- EXERCISE INSTRUCTIONS:
Identify every line of the records below that contains the word "celery" and copy each such line.
◇ ◇ ◇
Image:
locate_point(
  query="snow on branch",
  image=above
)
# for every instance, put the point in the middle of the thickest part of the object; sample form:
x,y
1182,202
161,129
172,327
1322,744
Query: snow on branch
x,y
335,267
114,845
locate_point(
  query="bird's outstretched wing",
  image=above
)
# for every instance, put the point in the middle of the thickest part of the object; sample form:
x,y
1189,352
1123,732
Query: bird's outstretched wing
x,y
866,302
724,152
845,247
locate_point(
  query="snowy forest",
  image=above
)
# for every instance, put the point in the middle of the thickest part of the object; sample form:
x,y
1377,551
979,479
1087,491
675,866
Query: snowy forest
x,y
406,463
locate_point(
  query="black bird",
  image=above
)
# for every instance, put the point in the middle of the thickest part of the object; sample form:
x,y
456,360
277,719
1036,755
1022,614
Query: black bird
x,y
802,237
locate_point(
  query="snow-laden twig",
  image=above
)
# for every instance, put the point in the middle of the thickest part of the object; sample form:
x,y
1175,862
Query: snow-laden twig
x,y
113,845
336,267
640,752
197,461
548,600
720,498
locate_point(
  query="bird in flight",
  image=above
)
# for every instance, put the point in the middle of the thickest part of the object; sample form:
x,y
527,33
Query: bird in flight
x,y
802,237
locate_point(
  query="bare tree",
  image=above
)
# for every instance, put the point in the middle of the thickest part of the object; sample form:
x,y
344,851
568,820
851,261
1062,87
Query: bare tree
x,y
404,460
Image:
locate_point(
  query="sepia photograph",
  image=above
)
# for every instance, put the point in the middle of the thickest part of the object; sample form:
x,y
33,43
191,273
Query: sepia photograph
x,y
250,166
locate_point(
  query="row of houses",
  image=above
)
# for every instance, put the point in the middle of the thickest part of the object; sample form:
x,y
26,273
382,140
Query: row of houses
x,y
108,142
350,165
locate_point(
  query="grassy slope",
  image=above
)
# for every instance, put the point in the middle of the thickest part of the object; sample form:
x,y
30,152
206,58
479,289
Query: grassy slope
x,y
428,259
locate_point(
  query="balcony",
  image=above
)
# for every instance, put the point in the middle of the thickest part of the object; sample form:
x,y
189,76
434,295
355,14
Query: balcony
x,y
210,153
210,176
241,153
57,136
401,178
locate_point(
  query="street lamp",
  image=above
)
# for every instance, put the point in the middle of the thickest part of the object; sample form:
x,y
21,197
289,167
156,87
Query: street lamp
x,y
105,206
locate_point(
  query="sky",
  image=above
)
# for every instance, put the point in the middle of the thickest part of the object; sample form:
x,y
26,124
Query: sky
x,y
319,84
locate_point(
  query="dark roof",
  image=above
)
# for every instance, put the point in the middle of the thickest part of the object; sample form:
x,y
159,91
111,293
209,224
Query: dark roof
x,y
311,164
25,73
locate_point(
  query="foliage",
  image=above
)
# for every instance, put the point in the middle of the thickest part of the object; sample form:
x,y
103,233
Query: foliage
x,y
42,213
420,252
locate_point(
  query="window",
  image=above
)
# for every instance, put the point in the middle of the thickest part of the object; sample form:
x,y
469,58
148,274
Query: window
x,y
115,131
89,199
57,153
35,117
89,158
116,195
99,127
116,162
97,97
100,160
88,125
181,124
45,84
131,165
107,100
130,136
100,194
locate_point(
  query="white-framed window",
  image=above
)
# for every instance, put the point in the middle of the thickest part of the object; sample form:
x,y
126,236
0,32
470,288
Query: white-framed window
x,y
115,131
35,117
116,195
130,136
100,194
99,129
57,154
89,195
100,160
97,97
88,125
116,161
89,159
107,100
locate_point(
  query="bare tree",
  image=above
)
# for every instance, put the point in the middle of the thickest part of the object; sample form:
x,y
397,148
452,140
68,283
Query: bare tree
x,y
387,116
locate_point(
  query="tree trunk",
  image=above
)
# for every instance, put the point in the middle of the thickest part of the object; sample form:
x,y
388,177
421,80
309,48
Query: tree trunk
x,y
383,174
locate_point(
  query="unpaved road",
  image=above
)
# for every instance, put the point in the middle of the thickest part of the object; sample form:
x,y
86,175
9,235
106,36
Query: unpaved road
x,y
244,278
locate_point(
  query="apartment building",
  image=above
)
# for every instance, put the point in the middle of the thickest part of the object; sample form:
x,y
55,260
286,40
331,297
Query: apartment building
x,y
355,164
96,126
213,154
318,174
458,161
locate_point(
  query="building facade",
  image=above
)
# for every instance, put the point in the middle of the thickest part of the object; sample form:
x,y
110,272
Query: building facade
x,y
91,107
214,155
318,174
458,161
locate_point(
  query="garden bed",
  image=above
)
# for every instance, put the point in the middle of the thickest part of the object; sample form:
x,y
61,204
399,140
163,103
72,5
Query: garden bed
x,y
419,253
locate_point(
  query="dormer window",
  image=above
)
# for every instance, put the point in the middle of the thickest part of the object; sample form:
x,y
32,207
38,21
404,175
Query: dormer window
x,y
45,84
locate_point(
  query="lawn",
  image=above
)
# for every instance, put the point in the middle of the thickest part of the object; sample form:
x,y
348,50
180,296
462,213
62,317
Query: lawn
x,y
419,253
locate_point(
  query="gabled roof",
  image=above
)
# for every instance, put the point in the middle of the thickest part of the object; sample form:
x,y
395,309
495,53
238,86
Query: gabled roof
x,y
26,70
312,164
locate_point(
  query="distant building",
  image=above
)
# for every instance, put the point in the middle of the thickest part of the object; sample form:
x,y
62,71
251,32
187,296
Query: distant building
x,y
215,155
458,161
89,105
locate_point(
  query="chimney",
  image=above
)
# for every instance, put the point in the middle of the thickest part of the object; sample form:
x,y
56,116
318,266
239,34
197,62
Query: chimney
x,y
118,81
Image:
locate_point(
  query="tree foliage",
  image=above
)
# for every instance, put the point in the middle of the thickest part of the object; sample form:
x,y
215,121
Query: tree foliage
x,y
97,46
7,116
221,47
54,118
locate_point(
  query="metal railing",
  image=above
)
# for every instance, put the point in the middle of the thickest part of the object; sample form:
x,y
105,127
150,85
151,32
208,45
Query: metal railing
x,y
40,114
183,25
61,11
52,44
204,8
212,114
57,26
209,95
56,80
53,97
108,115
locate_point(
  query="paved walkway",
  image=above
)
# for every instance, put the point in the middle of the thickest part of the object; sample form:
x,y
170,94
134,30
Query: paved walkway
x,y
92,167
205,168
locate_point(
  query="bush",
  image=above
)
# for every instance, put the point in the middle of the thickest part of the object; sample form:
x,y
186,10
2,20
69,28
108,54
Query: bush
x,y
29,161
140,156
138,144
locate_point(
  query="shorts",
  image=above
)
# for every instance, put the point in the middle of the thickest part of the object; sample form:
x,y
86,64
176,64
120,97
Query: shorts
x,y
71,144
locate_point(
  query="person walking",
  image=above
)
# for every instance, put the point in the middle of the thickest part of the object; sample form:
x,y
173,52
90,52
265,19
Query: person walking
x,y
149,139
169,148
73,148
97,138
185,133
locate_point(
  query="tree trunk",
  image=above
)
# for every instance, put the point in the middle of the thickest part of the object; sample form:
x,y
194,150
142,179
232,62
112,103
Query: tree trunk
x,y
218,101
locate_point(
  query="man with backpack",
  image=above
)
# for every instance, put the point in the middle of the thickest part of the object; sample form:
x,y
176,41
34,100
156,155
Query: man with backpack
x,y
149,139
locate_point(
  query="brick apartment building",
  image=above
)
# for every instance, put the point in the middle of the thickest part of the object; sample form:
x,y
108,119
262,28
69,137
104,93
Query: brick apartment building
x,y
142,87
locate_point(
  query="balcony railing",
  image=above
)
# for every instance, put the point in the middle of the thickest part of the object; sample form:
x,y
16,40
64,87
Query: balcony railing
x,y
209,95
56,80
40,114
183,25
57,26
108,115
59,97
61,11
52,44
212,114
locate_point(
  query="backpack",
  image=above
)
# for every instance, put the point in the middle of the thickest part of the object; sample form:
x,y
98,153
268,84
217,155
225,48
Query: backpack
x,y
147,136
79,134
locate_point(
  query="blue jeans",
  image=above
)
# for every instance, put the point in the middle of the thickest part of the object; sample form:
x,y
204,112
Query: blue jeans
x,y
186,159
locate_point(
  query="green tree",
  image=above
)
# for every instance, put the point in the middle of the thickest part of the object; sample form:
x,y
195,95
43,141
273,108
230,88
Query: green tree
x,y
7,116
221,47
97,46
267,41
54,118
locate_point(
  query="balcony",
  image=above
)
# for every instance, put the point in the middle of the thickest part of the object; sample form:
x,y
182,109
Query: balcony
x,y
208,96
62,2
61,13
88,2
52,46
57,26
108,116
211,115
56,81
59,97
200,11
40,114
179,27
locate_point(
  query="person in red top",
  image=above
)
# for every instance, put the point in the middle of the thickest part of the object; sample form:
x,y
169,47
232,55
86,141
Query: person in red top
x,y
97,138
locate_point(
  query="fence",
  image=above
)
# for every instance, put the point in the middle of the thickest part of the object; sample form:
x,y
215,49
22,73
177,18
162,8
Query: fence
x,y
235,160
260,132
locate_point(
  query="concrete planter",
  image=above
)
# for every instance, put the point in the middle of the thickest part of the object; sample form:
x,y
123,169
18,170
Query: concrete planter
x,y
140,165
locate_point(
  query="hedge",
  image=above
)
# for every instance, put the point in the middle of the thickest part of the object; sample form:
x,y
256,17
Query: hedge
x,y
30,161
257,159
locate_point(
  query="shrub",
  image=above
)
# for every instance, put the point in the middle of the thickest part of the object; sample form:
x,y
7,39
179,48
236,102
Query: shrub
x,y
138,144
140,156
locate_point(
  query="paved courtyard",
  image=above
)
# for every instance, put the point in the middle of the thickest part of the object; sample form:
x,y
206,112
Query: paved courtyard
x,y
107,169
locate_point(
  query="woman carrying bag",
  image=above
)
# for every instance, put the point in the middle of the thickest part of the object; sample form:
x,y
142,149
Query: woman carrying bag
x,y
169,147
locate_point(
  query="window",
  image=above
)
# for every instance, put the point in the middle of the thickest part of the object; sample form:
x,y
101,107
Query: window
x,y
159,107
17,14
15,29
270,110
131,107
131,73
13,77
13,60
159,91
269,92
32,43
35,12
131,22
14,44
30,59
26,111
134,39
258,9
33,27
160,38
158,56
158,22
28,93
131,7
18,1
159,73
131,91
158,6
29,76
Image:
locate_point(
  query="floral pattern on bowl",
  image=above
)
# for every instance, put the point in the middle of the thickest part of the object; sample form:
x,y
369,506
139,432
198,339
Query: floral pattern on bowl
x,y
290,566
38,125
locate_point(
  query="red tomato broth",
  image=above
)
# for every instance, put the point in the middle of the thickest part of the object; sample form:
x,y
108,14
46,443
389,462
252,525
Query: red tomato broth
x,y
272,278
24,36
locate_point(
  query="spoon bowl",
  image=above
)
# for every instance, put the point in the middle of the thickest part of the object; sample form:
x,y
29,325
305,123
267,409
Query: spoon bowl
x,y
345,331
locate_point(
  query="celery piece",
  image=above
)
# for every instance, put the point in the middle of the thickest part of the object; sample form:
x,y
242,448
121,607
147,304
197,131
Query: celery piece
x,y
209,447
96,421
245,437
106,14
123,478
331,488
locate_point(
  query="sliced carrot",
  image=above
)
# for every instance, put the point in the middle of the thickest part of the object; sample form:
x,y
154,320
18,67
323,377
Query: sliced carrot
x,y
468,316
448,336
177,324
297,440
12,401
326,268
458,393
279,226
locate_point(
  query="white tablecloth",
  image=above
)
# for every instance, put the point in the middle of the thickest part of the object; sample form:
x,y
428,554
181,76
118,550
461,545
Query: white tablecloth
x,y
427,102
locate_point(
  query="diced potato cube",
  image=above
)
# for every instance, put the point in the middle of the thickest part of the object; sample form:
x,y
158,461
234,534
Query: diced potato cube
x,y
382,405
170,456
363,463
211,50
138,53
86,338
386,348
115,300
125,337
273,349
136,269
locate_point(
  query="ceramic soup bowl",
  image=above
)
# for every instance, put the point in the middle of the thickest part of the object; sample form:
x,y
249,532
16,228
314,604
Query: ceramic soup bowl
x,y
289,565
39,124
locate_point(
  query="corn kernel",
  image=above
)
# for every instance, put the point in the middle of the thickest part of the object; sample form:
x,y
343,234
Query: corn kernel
◇ ◇ ◇
- FULL SOLUTION:
  query="celery piece",
Query: celery piece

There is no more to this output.